(Excerpt to read begins)
In addition to issues involving the circulation of the virus in the territory, the difference between the concentration of positive cases in peripheral areas of the city, traced by Kernel density and spatial autocorrelation between these cases, per capita income, and number of residents by district, can be a consequence of the presence of irregular houses not yet identified by the local authorities (communities), which can impact the data referring to the number of residents and the per capita income of the districts. Moreover, the lack of information about these houses may indicate the presence of social vulnerability, and require greater attention due to the lack of sanitary conditions and the presence of clusters, consequently increasing the chances of spreading and transmitting the virus.

In addition to the socioeconomic issue, it is noted that the positive cases that constituted the spatial analysis are mostly of participants who sought service at the UBSs, that is, who presented with symptoms suggesting COVID-19. The seroepidemiological survey also traced – in the household investigation stage – positive participants who did not go to health care services, which demonstrates the importance of testing the entire population, as there may be cases with mild symptoms or no symptoms that often end up unnoticed. The presence of individuals without symptoms contributes to increase the number of cases and the difficulty in controlling the infection. For this reason, the wide-ranging testing of the population has been one of the important measures adopted to control the coronavirus, being effective in some countries such as China22 and Italy23.

Despite the difficulties to expand the testing of the population observed in Brazil, a Unified Health System and a comprehensive Health Surveillance System enable governments and local authorities to adopt quick measures as to identified needs24, often through the decentralization and expansion of testing in available Primary Health Care (PHC) services. PHC is an important support in emergency situations and, based on data on its area of coverage, multidisciplinary team, relations, comprehensive care, monitoring of vulnerable families, and joint work with the ES, mild cases can be managed, which is essential to contain the infection and coordinate care with services from other levels of care, if necessary24,25.

The findings of this study presented as a limitation the spatial analysis only of the participants in the seroepidemiological survey, since the accelerated and exponential growth of COVID-19 cases rapidly changes the epidemiological situation of the infection, preventing a complete and current spatial analysis. Regardless of this limitation, it is important to emphasize that carrying out the investigation through a probabilistic sample reduced the selection bias, enabling the study to have a population-based nature.

The methodological resource employed, based on a population-based epidemiological survey and the use of spatial analysis tools, can be used for the management and allocation of resources. Through the results presented here, the municipality received technical-scientific evidence-based support for planning and decision-making to deal with COVID-19, in order to monitor positive cases and social distancing, and for the adoption of measures, such as intensified inspection in areas of concentration of cases and reorganization of health care services.

Based on the data obtained through the seroepidemiological survey, it can be concluded that there was an increase in the number of cases in the period studied, and heterogeneous distribution of positive cases in the territory, with concentration in peripheral regions of the city. There was spatial autocorrelation between average per capita income and population density by district. These data suggest that attention should be directed to areas with higher population density, both in higher-income buildings and condominiums and in areas with sub-housing, since these can have greater clustering and, consequently, be more prone to an increase in the number of cases of COVID-19. Analyzing the behavior of the infection in time and space is relevant and contributes to the planning of actions to address the issue based on local needs.
(Excerpt to read ends)
(Data shown begins)
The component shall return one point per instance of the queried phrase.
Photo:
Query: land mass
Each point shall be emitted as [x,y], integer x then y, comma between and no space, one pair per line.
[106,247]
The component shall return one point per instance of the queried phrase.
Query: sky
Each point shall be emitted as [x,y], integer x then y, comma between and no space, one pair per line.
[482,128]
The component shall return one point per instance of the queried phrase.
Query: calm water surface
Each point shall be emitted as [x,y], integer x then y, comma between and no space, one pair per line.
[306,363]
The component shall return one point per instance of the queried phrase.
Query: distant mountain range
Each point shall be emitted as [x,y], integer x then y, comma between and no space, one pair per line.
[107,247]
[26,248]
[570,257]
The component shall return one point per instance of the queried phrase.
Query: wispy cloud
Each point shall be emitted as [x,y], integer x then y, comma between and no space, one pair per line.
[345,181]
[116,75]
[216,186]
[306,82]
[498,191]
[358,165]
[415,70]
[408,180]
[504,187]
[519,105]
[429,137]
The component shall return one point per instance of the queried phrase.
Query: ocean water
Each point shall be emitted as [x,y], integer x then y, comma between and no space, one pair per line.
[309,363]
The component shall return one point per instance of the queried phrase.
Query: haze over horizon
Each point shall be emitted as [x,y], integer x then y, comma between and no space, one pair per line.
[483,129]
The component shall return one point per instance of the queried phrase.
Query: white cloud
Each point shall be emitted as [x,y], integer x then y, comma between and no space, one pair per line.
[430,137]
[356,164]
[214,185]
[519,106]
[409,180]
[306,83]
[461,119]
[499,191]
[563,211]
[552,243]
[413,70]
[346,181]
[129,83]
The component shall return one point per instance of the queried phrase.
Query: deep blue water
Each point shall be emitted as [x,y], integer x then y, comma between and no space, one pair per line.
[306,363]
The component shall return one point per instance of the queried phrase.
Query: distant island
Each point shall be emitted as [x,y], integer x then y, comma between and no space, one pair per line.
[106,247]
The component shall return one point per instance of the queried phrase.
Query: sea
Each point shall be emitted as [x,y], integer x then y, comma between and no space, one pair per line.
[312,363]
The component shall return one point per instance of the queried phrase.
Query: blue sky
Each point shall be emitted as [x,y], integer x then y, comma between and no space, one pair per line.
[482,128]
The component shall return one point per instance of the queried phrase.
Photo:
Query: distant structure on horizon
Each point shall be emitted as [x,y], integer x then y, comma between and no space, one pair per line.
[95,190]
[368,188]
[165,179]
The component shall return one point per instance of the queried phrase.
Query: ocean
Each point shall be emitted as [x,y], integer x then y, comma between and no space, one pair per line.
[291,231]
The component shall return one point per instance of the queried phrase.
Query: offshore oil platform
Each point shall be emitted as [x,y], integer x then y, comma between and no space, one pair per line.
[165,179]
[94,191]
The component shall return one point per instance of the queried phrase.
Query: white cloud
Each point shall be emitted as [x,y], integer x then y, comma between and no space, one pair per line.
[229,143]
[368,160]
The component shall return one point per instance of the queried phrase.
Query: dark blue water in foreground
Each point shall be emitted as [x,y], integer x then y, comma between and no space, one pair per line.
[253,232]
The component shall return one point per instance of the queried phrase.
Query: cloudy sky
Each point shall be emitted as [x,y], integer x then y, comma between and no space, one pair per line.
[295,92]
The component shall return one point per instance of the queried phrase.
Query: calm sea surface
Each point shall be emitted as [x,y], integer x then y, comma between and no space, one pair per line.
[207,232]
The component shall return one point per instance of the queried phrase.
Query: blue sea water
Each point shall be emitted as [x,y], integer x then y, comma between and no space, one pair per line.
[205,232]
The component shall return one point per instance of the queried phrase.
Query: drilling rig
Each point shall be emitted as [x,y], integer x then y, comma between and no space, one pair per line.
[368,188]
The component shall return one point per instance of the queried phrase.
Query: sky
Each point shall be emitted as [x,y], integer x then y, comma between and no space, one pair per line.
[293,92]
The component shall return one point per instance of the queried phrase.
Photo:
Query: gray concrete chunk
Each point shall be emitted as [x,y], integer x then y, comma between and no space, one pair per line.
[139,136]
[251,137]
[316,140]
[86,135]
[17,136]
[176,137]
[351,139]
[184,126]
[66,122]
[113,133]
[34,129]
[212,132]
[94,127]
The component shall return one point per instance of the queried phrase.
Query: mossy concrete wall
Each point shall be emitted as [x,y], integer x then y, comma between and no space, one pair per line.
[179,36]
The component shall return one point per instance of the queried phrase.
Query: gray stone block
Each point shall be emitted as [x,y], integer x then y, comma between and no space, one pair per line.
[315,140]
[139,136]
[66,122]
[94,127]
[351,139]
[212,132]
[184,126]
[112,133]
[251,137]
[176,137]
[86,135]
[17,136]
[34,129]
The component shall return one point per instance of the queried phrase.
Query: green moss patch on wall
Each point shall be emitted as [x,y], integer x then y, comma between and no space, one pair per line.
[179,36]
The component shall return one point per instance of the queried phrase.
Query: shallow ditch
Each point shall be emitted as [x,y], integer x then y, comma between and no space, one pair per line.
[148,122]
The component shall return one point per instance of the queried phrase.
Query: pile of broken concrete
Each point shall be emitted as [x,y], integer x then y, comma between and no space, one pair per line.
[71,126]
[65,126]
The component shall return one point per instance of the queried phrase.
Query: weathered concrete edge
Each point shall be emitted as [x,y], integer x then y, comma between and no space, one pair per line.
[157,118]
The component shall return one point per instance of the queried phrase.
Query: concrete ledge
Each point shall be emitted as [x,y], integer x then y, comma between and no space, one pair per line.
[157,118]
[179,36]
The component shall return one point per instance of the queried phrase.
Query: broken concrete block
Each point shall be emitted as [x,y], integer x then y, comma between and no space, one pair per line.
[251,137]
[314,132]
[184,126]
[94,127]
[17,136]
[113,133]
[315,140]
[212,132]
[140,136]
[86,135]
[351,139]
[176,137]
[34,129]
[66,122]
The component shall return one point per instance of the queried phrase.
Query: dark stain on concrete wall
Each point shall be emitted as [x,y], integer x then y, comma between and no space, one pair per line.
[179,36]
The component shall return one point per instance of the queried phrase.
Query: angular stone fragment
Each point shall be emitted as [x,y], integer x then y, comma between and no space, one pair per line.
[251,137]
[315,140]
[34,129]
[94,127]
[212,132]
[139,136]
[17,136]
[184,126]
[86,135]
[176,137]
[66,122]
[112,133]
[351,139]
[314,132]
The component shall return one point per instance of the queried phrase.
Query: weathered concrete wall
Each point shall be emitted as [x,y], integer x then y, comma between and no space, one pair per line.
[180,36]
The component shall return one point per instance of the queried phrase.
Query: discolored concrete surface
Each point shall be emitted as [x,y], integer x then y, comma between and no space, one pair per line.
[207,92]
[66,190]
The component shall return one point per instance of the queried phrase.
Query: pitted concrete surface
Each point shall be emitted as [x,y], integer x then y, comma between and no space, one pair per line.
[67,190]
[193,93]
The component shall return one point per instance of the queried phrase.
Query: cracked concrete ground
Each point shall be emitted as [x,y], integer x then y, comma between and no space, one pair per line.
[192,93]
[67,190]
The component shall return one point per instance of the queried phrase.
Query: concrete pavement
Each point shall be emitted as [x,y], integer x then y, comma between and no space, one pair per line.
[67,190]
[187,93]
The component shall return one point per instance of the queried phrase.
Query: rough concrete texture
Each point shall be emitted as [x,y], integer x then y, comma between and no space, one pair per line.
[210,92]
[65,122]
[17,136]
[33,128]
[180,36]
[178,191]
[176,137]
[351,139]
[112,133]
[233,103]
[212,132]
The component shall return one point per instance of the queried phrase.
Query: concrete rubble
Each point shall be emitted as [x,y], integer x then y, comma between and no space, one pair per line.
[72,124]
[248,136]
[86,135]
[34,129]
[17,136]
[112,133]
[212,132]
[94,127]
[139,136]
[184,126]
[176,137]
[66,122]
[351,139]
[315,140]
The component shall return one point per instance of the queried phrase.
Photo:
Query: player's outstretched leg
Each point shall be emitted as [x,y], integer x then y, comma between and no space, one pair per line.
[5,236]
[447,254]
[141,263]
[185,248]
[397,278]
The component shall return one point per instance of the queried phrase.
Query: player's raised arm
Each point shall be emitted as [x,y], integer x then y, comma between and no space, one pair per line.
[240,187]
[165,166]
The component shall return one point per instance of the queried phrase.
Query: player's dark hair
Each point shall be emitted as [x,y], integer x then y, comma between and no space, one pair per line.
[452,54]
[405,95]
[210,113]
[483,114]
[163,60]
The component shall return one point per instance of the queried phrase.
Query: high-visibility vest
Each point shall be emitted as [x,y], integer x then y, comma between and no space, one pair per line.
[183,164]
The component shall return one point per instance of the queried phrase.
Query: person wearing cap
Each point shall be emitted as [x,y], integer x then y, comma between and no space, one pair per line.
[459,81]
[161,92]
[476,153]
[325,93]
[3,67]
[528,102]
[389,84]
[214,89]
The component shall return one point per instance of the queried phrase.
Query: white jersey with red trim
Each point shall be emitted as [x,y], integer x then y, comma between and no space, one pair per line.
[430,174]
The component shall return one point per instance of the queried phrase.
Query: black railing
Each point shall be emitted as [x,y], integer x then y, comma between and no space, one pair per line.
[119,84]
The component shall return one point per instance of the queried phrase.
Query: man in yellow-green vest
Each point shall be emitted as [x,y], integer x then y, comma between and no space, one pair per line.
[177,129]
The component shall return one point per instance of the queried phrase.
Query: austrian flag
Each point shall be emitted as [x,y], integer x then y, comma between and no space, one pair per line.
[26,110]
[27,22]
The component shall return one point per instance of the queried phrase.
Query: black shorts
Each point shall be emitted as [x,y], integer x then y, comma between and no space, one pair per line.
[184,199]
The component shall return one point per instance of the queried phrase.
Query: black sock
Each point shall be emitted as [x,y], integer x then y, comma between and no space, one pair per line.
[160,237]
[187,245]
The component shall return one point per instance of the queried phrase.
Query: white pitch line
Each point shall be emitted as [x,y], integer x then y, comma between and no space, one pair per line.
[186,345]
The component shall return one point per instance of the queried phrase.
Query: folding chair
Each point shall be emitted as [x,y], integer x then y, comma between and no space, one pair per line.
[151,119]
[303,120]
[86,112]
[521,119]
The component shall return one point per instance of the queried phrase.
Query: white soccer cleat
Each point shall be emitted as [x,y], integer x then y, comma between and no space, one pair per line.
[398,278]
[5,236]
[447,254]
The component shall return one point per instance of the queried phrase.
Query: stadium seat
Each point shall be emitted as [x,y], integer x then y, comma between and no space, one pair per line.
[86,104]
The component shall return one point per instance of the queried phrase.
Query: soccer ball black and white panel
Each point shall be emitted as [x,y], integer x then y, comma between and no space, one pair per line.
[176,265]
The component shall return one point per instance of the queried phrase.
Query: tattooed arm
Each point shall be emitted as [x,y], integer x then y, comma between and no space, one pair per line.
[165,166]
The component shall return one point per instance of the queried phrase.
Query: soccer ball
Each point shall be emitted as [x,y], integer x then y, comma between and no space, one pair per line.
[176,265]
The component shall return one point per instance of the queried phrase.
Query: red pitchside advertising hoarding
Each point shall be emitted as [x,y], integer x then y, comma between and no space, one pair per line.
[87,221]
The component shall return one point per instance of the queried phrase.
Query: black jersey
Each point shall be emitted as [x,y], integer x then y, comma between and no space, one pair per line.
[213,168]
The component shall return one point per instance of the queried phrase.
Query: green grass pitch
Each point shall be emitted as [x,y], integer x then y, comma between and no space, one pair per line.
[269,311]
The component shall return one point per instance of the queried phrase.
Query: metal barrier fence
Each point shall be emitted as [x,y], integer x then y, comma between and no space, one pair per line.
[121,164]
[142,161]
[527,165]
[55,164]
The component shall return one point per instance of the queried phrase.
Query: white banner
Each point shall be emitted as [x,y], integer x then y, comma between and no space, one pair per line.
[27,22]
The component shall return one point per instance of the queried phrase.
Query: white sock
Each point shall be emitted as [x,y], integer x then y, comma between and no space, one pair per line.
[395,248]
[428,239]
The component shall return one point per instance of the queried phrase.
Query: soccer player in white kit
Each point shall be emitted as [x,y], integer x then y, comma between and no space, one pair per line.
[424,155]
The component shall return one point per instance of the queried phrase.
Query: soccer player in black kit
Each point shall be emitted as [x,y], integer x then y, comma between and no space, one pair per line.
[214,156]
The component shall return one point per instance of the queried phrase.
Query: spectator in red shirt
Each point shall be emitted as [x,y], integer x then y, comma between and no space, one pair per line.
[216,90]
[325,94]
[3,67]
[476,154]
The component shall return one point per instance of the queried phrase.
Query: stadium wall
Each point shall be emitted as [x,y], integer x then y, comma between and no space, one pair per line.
(Data shown ends)
▶ Tasks and exercises
1 > According to the COVID-19 survey excerpt, in which countries did wide-ranging testing of the population prove effective?
2 > Reproduce the passage of the COVID-19 survey excerpt between "The methodological resource" and "health care services.", inclusive.
The entries are separate material from the COVID-19 survey excerpt.

▶ Response list
1 > China and Italy.

2 >
The methodological resource employed, based on a population-based epidemiological survey and the use of spatial analysis tools, can be used for the management and allocation of resources. Through the results presented here, the municipality received technical-scientific evidence-based support for planning and decision-making to deal with COVID-19, in order to monitor positive cases and social distancing, and for the adoption of measures, such as intensified inspection in areas of concentration of cases and reorganization of health care services.